文書の抜粋
+===+

昨年11月を機に、北韓の対南政策が転換。朝総連にも13項目にわたる指示書が出されその動向が注目されている。一方で、日本在住の朝鮮籍保有者は昨年2万4305人(前年比4・2%減)を下回り、転換点を迎えているといえる。朝総連の動きに、より注意すべき状況下にある点は言うまでもない。
先細る在日「朝鮮籍」
先月21日、8月下旬から訪北していた朝鮮大学校の生徒ら約50人が帰日。滞在中の先月9日、首都・平壌で開催された建国76年を祝う式典があり、韓国籍保有者が多い訪北団もこれに参加した。今後も同校の生徒らによる訪北が続き、総計140人に上るという。
高徳羽・朝総連東京本部委員長ら6人で構成された代表団も式典に参加。10月2日付『朝鮮新報』紙で現地での体験レビューが詳細に報じられている。北韓内部で感じたとされる経済成長や、平壌で満喫したビアテラス体験などについて好意的に述べている。

+===+

依頼内容 1
朝総連についての記事から、「昨年11月を機に、北韓の対南」という言葉のあるところから「について好意的に述べている。」までを、そのままもう一度書き出してください。
依頼内容 2
朝総連についての記事によると、朝鮮大学校の生徒らによる訪北は、全部で何人になるとされていますか。

+===+

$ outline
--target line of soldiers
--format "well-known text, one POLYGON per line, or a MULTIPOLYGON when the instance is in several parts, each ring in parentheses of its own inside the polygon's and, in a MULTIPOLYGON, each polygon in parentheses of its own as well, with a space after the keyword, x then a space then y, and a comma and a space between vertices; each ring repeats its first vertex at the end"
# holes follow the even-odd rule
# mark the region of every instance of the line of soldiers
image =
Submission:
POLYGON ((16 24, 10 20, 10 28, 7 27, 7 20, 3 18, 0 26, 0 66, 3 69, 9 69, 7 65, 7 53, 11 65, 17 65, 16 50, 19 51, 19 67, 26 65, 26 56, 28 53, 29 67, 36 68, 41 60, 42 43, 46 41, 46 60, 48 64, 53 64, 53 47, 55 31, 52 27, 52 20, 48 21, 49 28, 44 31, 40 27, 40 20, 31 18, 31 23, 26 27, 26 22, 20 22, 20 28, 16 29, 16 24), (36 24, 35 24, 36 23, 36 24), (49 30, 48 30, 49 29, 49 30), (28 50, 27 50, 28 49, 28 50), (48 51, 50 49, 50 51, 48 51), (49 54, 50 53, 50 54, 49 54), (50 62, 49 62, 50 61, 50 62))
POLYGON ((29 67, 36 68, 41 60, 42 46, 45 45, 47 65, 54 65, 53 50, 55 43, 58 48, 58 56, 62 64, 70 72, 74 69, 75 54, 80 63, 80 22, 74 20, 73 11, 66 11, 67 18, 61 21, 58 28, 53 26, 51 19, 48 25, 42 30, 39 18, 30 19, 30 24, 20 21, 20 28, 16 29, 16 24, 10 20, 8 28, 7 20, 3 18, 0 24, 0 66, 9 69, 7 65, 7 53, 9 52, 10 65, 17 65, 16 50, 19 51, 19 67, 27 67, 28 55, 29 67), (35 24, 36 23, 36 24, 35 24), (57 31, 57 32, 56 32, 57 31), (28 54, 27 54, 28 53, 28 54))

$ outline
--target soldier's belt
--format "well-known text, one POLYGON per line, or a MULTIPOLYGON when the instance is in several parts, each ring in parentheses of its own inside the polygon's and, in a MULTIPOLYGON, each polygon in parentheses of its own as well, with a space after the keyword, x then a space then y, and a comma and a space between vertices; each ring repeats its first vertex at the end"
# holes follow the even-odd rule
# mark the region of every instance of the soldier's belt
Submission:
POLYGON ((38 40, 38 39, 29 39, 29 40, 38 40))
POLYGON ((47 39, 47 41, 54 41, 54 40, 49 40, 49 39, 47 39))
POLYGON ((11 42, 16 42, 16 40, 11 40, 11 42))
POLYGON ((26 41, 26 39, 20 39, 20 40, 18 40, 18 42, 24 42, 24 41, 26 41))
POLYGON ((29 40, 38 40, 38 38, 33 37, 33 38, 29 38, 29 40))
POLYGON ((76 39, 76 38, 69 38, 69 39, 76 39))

+===+

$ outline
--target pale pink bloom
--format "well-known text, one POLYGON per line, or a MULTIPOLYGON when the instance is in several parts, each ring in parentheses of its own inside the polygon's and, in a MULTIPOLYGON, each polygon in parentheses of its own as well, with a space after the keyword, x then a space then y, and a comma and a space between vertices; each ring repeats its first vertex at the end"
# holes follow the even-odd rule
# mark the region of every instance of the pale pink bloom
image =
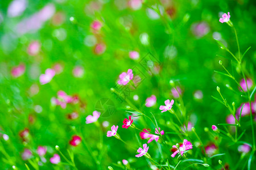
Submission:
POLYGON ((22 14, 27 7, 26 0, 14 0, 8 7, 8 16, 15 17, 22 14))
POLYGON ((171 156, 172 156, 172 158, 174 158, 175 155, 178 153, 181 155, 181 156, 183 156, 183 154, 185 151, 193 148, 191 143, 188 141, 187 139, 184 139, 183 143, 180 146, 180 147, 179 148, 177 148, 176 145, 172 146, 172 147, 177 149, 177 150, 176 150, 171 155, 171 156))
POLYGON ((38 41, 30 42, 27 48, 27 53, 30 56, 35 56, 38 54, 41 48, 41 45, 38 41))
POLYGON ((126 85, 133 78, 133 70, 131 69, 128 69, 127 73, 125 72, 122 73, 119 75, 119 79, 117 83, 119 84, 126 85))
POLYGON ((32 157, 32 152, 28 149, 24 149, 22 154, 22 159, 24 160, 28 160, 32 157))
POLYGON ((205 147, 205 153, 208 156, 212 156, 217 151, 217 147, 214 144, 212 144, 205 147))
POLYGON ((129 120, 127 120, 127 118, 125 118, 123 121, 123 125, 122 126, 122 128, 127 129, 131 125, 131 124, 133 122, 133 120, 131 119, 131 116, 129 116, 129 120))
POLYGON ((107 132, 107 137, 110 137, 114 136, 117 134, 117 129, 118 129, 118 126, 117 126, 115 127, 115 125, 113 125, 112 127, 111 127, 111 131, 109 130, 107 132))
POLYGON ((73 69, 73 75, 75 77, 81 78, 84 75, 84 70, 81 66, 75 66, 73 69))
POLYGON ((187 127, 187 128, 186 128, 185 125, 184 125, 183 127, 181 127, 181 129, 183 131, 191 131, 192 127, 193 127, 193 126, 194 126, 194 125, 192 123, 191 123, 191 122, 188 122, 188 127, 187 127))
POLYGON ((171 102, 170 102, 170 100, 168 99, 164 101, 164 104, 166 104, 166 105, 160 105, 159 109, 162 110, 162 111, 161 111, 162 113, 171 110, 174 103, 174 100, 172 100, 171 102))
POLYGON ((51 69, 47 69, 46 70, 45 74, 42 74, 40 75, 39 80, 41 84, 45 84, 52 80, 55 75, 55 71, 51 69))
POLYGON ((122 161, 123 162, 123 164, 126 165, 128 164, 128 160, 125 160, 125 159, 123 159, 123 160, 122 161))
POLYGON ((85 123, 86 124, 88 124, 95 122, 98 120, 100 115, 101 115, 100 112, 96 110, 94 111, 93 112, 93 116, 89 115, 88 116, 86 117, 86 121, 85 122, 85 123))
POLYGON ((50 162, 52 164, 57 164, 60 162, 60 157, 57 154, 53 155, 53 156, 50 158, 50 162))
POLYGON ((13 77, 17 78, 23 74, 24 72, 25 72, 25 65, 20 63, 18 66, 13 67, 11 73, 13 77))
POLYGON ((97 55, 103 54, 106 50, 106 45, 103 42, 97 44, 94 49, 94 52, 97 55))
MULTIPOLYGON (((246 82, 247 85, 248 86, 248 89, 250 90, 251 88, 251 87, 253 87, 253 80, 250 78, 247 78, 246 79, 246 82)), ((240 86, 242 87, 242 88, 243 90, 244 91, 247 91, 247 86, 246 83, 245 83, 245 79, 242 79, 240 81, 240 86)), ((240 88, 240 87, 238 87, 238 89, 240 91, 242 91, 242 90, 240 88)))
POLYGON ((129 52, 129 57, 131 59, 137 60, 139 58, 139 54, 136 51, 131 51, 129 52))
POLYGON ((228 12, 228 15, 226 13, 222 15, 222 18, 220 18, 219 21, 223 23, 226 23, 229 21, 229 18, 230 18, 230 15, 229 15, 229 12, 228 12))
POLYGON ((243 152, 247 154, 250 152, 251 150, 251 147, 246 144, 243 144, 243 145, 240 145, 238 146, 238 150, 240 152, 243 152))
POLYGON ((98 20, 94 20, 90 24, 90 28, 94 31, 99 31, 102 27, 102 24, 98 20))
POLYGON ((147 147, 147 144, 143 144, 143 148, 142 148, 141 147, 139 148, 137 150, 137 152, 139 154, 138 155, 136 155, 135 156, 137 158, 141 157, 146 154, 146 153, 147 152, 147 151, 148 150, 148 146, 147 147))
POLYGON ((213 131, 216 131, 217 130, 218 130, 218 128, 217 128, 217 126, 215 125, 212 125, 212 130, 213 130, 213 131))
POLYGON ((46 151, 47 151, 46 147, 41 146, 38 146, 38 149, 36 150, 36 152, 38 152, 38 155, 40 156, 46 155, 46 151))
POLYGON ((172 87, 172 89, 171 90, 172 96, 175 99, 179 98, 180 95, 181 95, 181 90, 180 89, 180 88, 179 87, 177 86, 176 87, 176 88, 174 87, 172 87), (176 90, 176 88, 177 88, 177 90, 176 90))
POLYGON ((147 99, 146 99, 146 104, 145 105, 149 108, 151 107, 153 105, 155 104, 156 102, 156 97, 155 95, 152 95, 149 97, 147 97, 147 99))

+===+

出力結果 1
昨年11月を機に、北韓の対南政策が転換。朝総連にも13項目にわたる指示書が出されその動向が注目されている。一方で、日本在住の朝鮮籍保有者は昨年2万4305人(前年比4・2%減)を下回り、転換点を迎えているといえる。朝総連の動きに、より注意すべき状況下にある点は言うまでもない。
先細る在日「朝鮮籍」
先月21日、8月下旬から訪北していた朝鮮大学校の生徒ら約50人が帰日。滞在中の先月9日、首都・平壌で開催された建国76年を祝う式典があり、韓国籍保有者が多い訪北団もこれに参加した。今後も同校の生徒らによる訪北が続き、総計140人に上るという。
高徳羽・朝総連東京本部委員長ら6人で構成された代表団も式典に参加。10月2日付『朝鮮新報』紙で現地での体験レビューが詳細に報じられている。北韓内部で感じたとされる経済成長や、平壌で満喫したビアテラス体験などについて好意的に述べている。

出力結果 2
総計140人です。